_Estratto scelto_:
====

Zanotelli, dalla parte di Gaia
Quando si parla di ambiente, di solito siamo abituati a sentirne parlare fuori dalle dinamiche della politica e dell’economia, come una sorta di decalogo delle buone intenzioni, ma Padre Alex Zanotelli racconta, dalle prima battute, la crisi del pianeta intimamente legata agli errori e agli orrori di una certa finanza e di una specifica avidità occidentale. Lo fa a pochi giorni dal vertice sul clima che si terrà a Copenhagen, in un piccolo comune alle porte di Roma, Lanuvio, dove il missionario comboniano ha incontrato i cittadini dell’Associazione "Pane e Rose" e parlato dello scenario drammatico della crisi ecologica.
Le parole e gli argomenti presentati, Padre Alex ce li ha negli occhi. Un patrimonio di esperienza che solo un piccolo missionario sceso nell’inferno degli uomini sa raccontare senza rinunciare alla speranza del riscatto e al paradiso in terra di quella che lui chiama la “civiltà della tenerezza”.
Copenhagen non è una conferenza come altre. Bisognerà raggiungere una soluzione e trovare un accordo. Gaia è bollente e la sua febbre va abbassata. Bisogna rimanere entro e non oltre i 2 gradi centigradi di aumento della temperatura e bisogna fissare almeno al 40% la riduzione del gas serra per evitare catastrofi. Il tempo a disposizione non è molto: nove anni fa, a Kyoto, si propose un tetto di riduzione del 5%, ma gli Usa di Bush non firmarono. Oggi, siamo ormai alla necessità di portare al 40% la riduzione dei gas serra.
Sarà difficile trovare un accordo proprio con i nuovi motori che iniziano ad affacciarsi nel mercato dell’economia che conta. Brasile, India e Cina non staranno a guardare la manovra di rallentamento forzato ora che è il loro turno di produrre e consumare. Sulla partecipazione di Obama al summit e quindi sul ruolo degli Stati Uniti, si gioca l’unica possibilità di trovare soluzioni fattibili e non vaghi annunci programmatici. Ma Obama, pare, non andrà.
A pagare la crisi del pianeta saranno i nostri figli e il patto generazionale che sta saltando sotto i nostri occhi è anch’esso un problema di giustizia. Da un lato le responsabilità comportamentali dei singoli, dall’altro le colpe senza appello di quello che la gente del Rione Sanità, dove ora Alex vive, chiama “o sistema”. Governi intrappolati in un potere finanziario occulto che stritola le ragioni della politica. Soldi che circolano nelle mani di 300-400 famiglie al massimo che detengono la ricchezza di tutti. Soldi che sono circa 4 volte più del PIL mondiale, che viaggiano senza controllo e che nessuno sa dove vadano a finire. La derisa TOBIN TAX a questo doveva servire. A stanare le mafie.

====

_Istruzioni del compito_:
Rispondi in base all'estratto, numerando le risposte come le domande.
1. In quale comune Padre Alex Zanotelli ha incontrato i cittadini dell'Associazione "Pane e Rose"?
2. Quale tetto di riduzione fu proposto a Kyoto?
3. Con quale espressione la gente del Rione Sanità chiama ciò a cui attribuisce le colpe senza appello?
Per rispondere basta l'estratto, senza ricorrere ad altre fonti.

====

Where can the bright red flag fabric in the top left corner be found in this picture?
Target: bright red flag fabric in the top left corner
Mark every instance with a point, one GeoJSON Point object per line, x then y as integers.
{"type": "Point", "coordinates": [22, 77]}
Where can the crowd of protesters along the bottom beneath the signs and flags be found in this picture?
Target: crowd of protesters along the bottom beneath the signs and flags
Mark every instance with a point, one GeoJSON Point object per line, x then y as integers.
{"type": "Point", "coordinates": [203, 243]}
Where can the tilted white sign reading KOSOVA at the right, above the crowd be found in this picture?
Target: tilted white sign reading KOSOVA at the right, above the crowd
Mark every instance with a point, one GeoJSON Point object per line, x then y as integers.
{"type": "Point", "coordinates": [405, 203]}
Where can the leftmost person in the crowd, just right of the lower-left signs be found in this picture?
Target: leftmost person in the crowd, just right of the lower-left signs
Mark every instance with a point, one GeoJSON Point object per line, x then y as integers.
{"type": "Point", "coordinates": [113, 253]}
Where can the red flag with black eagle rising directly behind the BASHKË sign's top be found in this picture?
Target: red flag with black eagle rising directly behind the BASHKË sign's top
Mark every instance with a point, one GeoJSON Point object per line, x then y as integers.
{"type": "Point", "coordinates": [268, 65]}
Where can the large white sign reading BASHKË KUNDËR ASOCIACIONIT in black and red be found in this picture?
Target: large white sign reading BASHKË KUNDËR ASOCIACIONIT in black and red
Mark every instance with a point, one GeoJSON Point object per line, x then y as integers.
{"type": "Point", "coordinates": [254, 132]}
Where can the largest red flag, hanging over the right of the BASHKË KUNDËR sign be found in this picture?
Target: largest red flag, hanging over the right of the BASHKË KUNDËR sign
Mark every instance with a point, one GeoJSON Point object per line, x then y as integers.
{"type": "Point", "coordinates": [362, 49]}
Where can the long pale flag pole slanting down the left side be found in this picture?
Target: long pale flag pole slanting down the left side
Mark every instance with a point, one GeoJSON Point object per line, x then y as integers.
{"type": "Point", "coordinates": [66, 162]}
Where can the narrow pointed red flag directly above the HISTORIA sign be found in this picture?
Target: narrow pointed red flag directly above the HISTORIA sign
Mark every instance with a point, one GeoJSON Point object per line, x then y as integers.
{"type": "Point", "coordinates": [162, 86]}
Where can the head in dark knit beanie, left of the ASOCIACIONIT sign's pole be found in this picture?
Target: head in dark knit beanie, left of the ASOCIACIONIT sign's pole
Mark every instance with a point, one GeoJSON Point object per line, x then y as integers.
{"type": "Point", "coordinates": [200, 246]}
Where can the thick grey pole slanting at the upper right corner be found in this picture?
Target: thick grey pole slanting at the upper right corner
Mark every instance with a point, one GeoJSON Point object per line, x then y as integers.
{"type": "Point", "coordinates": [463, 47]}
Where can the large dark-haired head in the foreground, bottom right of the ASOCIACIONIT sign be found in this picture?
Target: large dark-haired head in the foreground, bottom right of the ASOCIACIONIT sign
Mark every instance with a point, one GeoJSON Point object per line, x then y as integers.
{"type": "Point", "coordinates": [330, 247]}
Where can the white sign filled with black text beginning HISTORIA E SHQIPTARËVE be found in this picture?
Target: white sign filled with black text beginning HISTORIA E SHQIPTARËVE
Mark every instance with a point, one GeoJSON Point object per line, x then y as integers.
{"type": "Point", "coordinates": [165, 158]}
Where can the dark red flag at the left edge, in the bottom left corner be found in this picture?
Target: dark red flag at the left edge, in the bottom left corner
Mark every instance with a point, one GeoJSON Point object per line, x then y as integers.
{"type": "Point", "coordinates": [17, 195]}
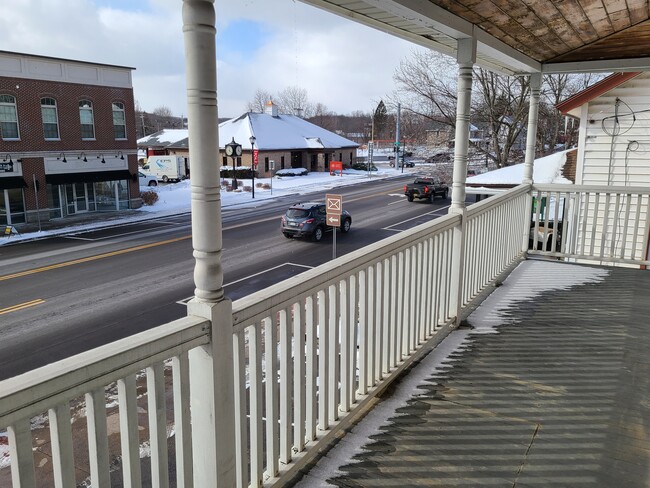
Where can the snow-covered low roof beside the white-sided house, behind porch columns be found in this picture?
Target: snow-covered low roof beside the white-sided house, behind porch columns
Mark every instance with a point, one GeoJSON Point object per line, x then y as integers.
{"type": "Point", "coordinates": [545, 170]}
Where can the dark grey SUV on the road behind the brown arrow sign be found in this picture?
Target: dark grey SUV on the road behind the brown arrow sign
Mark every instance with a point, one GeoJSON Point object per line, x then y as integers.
{"type": "Point", "coordinates": [308, 219]}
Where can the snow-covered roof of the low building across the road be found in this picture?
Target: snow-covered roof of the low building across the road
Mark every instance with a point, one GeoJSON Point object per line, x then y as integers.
{"type": "Point", "coordinates": [279, 133]}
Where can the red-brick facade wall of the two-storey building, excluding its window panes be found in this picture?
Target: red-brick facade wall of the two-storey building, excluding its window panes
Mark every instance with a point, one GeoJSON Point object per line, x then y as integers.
{"type": "Point", "coordinates": [28, 79]}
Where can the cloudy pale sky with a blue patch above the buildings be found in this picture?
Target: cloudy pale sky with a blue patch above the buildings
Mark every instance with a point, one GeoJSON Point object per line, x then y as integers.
{"type": "Point", "coordinates": [261, 44]}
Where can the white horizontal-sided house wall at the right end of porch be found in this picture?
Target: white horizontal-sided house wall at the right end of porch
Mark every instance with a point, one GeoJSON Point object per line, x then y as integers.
{"type": "Point", "coordinates": [614, 150]}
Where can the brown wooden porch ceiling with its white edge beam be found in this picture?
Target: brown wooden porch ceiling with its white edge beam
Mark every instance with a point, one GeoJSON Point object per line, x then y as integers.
{"type": "Point", "coordinates": [517, 36]}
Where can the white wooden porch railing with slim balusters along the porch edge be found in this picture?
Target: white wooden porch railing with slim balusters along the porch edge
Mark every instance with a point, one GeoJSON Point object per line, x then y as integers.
{"type": "Point", "coordinates": [310, 354]}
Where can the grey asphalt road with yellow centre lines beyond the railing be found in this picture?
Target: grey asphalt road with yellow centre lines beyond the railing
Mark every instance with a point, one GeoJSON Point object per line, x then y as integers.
{"type": "Point", "coordinates": [64, 295]}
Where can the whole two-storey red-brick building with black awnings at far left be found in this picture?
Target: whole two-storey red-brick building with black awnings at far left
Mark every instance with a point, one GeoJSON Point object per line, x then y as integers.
{"type": "Point", "coordinates": [67, 138]}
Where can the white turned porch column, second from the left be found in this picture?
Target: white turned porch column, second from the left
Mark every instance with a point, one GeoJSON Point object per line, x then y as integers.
{"type": "Point", "coordinates": [466, 58]}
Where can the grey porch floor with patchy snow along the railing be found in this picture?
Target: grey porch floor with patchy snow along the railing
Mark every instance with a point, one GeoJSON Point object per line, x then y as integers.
{"type": "Point", "coordinates": [548, 386]}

====

_Compito svolto_:
1. A Lanuvio, un piccolo comune alle porte di Roma.
2. Un tetto di riduzione del 5%.
3. "O sistema".